◆ **AIM OF THE EXERCISE**:
Your answer must be the full set of entries, repeated exactly.

(GIVEN ENTRIES begins)

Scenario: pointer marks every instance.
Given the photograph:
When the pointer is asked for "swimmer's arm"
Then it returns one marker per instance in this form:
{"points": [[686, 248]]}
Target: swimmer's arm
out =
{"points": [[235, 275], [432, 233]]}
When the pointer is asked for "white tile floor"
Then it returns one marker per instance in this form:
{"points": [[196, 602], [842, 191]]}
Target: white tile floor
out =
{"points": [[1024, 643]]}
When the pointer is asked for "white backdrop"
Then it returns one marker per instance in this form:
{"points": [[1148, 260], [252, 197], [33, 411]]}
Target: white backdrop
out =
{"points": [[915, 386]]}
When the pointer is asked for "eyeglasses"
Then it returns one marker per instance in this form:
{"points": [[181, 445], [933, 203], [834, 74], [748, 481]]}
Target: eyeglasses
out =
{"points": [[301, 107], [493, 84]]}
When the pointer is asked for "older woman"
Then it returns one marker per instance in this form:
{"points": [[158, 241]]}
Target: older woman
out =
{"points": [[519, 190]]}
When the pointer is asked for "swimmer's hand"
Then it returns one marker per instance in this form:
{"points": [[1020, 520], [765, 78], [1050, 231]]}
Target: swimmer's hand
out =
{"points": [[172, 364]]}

(GIVEN ENTRIES ends)

◆ **RESPONSE BELOW**:
Scenario: pointer marks every instance.
Given the photograph:
When the pointer is asked for "swimmer's arm"
Then it returns one marker per instance in this form:
{"points": [[686, 248]]}
Target: swimmer's arm
out =
{"points": [[235, 275], [432, 233]]}
When the pointer is asked for "white tile floor"
Then it returns one marker per instance in this form:
{"points": [[196, 602], [842, 191]]}
Target: white tile floor
out =
{"points": [[1024, 643]]}
When the pointer is asked for "white backdrop"
Then it returns one marker per instance in this form:
{"points": [[1148, 260], [252, 197], [33, 411]]}
Target: white backdrop
out =
{"points": [[915, 386]]}
When the pointer is asked for "eyeglasses"
Then it returns one marker per instance in this form:
{"points": [[181, 445], [933, 203], [834, 74], [748, 481]]}
Target: eyeglasses
out =
{"points": [[301, 107], [493, 84]]}
When the pointer is asked for "older woman"
Then it returns one marker per instance in this form:
{"points": [[158, 241]]}
Target: older woman
out =
{"points": [[519, 190]]}
When the pointer is asked for "swimmer's hand"
Then it returns one marker per instance in this form:
{"points": [[1020, 520], [765, 78], [1050, 231]]}
Target: swimmer's hand
out =
{"points": [[172, 364]]}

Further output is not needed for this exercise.